■ Document excerpt
┄┄┄┄┄┄┄┄┄┄┄┄┄┄┄┄┄┄┄┄

This issue is an attempt to outline what needs to be considered as part of this transition. We plan to look at this in the short/medium term, however if someone is keen to contribute to the project and wants to see it land earlier, this would be a great opportunity to make a larger contribution!

Update Mongo Driver to 3.2 compatible version #5763

(We should also probably remove the npm-mongo wrapper package and just peer-depend on the npm package from mongo, but I think we should wait to do this, it'll be a larger issue we have to solve with the 1.4 move to npm).

Update bundled Mongo in the dev bundle to 3.2 #5809

  • Update our fork of Mongo [https://github.com/meteor/mongo] to 3.2 (there has been work done already in this direction: https://github.com/meteor/mongo/tree/ssl-r3.2.0). This fork allows us to statically link Mongo. (Note we didn't actually do this, using vanilla)
  • Update https://github.com/meteor/meteor/blob/devel/scripts/build-mongo-for-dev-bundle.sh to build + include Mongo 3.2. (Note we didn't actually do this, using vanilla)

┄┄┄┄┄┄┄┄┄┄┄┄┄┄┄┄┄┄┄┄

■ Data shown
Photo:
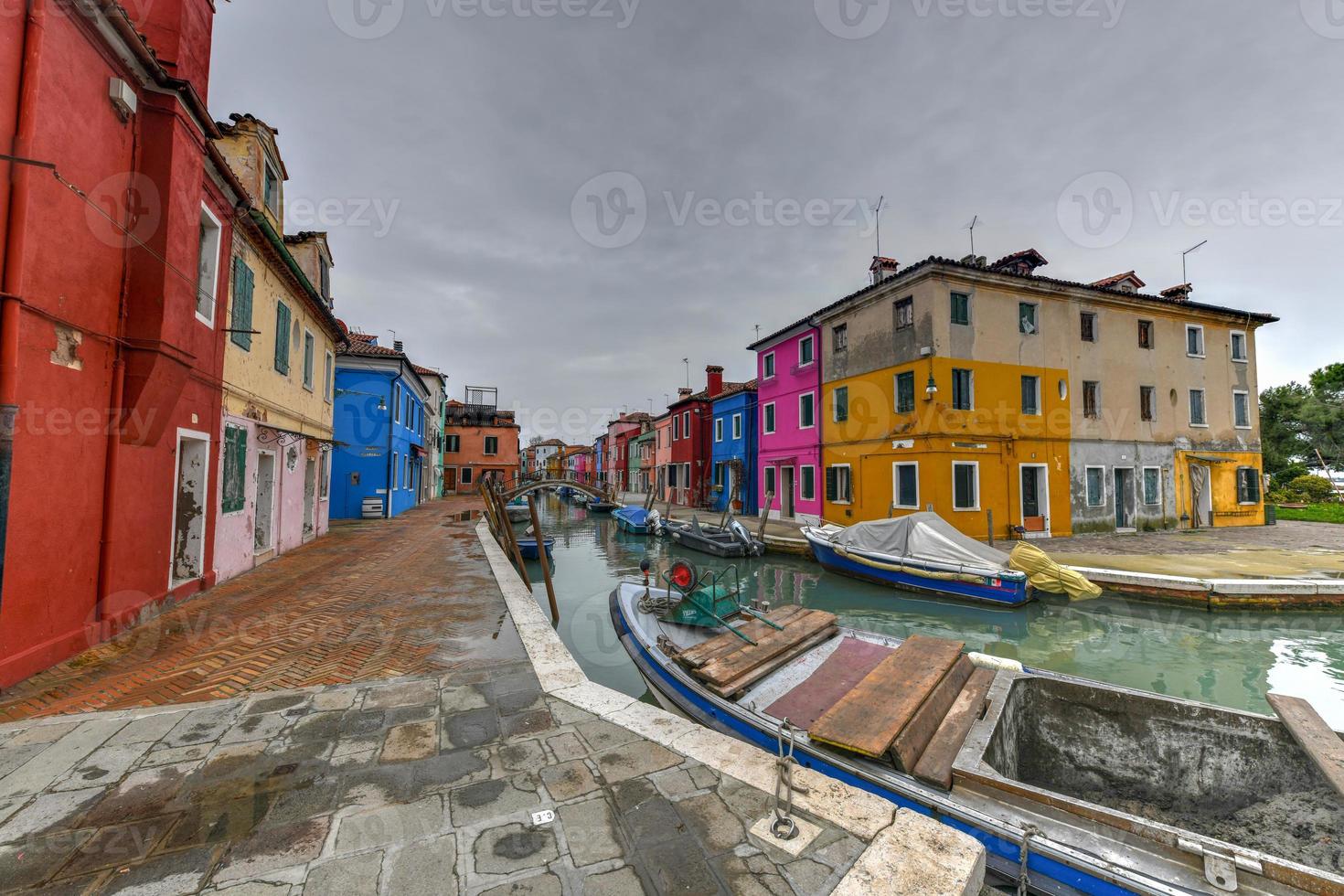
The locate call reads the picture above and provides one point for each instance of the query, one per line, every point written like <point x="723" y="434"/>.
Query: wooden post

┄┄┄┄┄┄┄┄┄┄┄┄┄┄┄┄┄┄┄┄

■ Your objective
Translate this sentence from the Mongo upgrade excerpt into Spanish: "This issue is an attempt to outline what needs to be considered as part of this transition." The data come from a separate source.

■ Reply to the exercise
Esta incidencia es un intento de esbozar lo que debe tenerse en cuenta como parte de esta transición.